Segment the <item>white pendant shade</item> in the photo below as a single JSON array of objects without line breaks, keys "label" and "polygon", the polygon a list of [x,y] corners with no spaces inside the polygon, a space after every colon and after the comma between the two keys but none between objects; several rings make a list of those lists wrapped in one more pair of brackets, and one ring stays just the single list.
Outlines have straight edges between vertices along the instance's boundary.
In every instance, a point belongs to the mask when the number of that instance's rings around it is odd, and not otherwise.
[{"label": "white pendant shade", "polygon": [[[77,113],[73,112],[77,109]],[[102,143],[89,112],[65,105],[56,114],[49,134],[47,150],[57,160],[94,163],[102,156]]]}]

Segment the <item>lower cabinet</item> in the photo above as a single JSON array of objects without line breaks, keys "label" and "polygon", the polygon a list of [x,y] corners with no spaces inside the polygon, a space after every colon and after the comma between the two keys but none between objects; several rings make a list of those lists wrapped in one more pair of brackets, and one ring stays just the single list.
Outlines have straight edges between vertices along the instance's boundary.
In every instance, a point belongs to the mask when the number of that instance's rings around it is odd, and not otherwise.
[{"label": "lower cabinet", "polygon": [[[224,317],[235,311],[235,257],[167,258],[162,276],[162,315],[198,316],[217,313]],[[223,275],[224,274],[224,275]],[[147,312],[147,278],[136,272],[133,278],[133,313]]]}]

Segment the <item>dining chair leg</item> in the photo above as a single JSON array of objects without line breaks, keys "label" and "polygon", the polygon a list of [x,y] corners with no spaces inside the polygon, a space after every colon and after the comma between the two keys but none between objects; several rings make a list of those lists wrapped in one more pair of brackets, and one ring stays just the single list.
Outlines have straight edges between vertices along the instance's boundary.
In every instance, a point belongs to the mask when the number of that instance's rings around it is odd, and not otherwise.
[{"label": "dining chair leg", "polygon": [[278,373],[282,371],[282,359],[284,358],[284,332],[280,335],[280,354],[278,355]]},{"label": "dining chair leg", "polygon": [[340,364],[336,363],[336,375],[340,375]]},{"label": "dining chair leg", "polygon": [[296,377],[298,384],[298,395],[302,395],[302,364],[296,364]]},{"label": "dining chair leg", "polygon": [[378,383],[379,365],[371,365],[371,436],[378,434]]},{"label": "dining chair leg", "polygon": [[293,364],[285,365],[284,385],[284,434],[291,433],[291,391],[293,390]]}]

☆ ☆ ☆ ☆ ☆

Please repeat the material in full, keeping it exact.

▶ **WRITTEN SOLUTION**
Segment the <item>white pendant shade</item> in the photo below as a single JSON array of objects without line breaks, keys "label" and "polygon", the polygon a list of [x,y] corners with no spaces inside the polygon, a space after every colon and after the comma between the two keys but none between objects; several rings make a list of those lists wrapped in one more pair of brackets, and one ring stays just the single list.
Outlines have straight edges between vertices along the instance's boundary.
In every instance, a point belongs to the mask when the number of that instance's rings around it is odd, and not otherwise.
[{"label": "white pendant shade", "polygon": [[[77,113],[73,112],[77,109]],[[102,143],[89,112],[65,105],[56,114],[49,134],[47,150],[57,160],[94,163],[102,156]]]}]

Segment the <item>lower cabinet</item> in the photo above as a single JSON array of objects without line breaks, keys "label" and "polygon", the polygon a list of [x,y] corners with no spaces inside the polygon, a space after every colon and after the comma between the two keys but none between objects; several rings make a list of those lists wrapped in one more pair of brackets, and one ring stays just the single list.
Outlines have straight edges between vertices along the instance's boundary.
In every instance, a point belongs to the mask when the number of that instance's rings around it is odd, and not otherwise.
[{"label": "lower cabinet", "polygon": [[[224,317],[235,311],[235,257],[167,258],[162,276],[162,315],[198,316],[217,313]],[[223,275],[224,274],[224,275]],[[147,312],[147,278],[136,272],[133,278],[133,313]]]}]

Segment the <item>dining chair leg</item> in the photo above as a single JSON array of objects without line breaks, keys "label" and "polygon", the polygon a list of [x,y] corners with no spaces inside the polygon, a space after every colon and after the comma between the two keys but none between objects; several rings make a list of those lists wrapped in one more pair of brackets, and one ring stays just the single list.
Outlines have straight edges between vertices along the instance's boundary.
In every instance, a point belongs to the mask when the number of that instance's rings around it is odd, and not otherwise.
[{"label": "dining chair leg", "polygon": [[278,373],[282,371],[282,359],[284,358],[284,332],[280,335],[280,354],[278,355]]},{"label": "dining chair leg", "polygon": [[340,364],[336,363],[336,375],[340,375]]},{"label": "dining chair leg", "polygon": [[296,377],[298,384],[298,395],[302,395],[302,364],[296,364]]},{"label": "dining chair leg", "polygon": [[378,383],[379,365],[371,365],[371,436],[378,434]]},{"label": "dining chair leg", "polygon": [[293,364],[285,365],[284,385],[284,434],[291,433],[291,391],[293,390]]}]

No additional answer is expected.